READING PASSAGE
June 16, 2016 03:00 PM

June 02, 2016

Marios Andreou

Monitoring a tripleo Overcloud upgrade


Monitoring a tripleo Overcloud upgrade

The tripleo overcloud upgrades workflow (WIP Docs) has been well tested for upgrades to stable/liberty. There is ongoing work to adapt this workflow for upgrades to stable/mitaka/newton (current master), as well as to change the process altogether and make it more composable.

This post is a description of the kinds of things I look for when monitoring a stable/liberty upgrade - verification points after a given step and some explanation in various points that may/not be helpful. I recently had to share a lot of this information as as part of a customer POC upgrade and thought it would be useful to have written down somewhere.

For reference, the overcloud being upgraded in the examples below was deployed like:

openstack overcloud deploy --templates /home/stack/tripleo-heat-templates
  -e /home/stack/tripleo-heat-templates/overcloud-resource-registry-puppet.yaml
  -e /home/stack/tripleo-heat-templates/environments/puppet-pacemaker.yaml
  --control-scale 3 --compute-scale 1 --libvirt-type qemu
  -e /home/stack/tripleo-heat-templates/environments/network-isolation.yaml
  -e /home/stack/tripleo-heat-templates/environments/net-single-nic-with-vlans.yaml
  -e network_env.yaml --ntp-server '0.fedora.pool.ntp.org'

Upgrade your undercloud.

DATA RECORDS

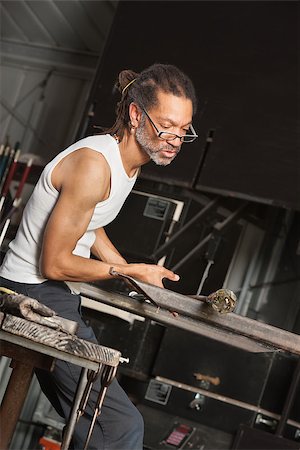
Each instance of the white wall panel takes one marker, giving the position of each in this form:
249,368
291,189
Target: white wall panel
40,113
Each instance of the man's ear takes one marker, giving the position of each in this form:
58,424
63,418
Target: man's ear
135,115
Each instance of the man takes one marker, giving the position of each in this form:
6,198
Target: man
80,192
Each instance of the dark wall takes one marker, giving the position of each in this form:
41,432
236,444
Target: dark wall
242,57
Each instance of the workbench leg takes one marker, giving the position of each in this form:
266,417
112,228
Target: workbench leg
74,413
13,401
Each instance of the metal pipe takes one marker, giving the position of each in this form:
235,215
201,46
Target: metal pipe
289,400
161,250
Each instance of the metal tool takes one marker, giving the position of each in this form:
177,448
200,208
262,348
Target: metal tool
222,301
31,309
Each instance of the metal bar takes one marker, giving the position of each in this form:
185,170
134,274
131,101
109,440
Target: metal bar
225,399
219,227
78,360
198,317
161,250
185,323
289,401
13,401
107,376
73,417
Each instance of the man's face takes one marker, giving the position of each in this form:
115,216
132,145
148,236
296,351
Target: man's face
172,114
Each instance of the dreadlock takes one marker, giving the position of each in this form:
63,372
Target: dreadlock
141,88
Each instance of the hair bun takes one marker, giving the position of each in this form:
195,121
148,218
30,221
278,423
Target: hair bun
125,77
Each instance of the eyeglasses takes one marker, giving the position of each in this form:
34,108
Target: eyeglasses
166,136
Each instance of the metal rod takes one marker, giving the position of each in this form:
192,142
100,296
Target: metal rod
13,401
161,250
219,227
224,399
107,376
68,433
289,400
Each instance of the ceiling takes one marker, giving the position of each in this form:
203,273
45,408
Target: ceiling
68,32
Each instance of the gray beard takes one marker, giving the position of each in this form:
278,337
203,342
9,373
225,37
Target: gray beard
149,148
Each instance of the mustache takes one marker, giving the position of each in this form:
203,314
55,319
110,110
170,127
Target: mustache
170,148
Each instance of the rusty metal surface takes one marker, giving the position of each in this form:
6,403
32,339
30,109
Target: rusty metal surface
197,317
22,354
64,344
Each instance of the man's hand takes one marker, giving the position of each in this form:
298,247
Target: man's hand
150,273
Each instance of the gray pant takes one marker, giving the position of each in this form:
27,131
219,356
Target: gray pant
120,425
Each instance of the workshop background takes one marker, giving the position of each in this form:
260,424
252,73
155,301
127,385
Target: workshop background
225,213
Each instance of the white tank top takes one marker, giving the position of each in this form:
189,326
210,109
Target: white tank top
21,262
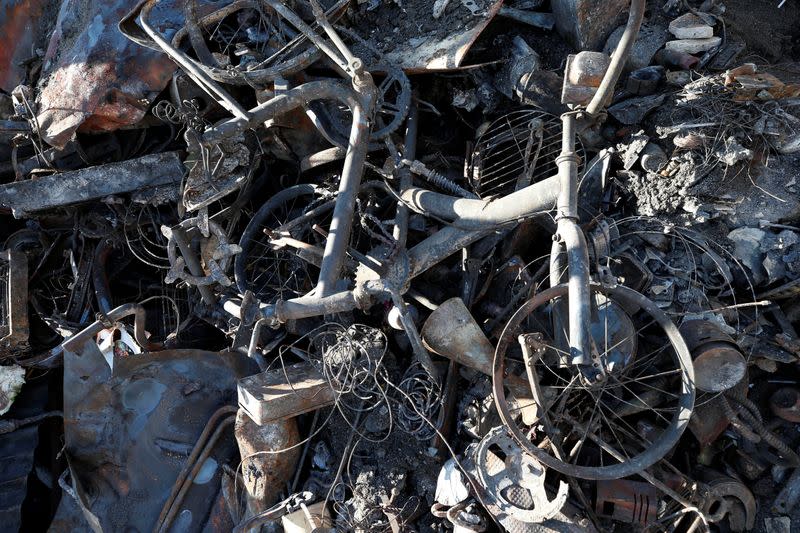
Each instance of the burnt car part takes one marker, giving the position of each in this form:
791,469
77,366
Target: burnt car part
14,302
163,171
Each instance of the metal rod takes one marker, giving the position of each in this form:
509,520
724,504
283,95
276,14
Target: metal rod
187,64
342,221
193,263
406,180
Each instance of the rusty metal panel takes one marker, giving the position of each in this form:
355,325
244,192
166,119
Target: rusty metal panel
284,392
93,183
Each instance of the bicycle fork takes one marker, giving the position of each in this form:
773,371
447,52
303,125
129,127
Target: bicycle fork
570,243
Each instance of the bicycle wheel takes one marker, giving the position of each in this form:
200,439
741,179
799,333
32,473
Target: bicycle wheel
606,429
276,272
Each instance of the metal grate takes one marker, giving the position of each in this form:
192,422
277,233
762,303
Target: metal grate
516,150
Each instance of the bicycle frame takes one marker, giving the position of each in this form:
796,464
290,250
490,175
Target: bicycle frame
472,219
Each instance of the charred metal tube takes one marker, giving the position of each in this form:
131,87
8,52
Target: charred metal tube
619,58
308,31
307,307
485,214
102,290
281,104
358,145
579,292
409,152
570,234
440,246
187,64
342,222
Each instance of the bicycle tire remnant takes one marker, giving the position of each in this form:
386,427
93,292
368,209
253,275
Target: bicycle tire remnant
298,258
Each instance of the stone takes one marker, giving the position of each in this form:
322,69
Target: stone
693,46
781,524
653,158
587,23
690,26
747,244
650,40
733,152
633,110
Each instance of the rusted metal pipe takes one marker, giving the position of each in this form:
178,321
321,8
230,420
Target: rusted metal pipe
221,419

SET OF TASKS
1. Answer these questions using the tripleo upgrade post above, one answer per line:
(a) Upgrades to which stable release has the overcloud upgrades workflow been well tested for?
(b) What control scale was used to deploy the example overcloud?
(c) Which NTP server does the deploy command specify?
2. Transcribe the tripleo upgrade post between "The tripleo overcloud" and "it more composable.", inclusive.

SOLUTIONS BELOW
1.
(a) stable/liberty
(b) 3
(c) 0.fedora.pool.ntp.org

2.
The tripleo overcloud upgrades workflow (WIP Docs) has been well tested for upgrades to stable/liberty. There is ongoing work to adapt this workflow for upgrades to stable/mitaka/newton (current master), as well as to change the process altogether and make it more composable.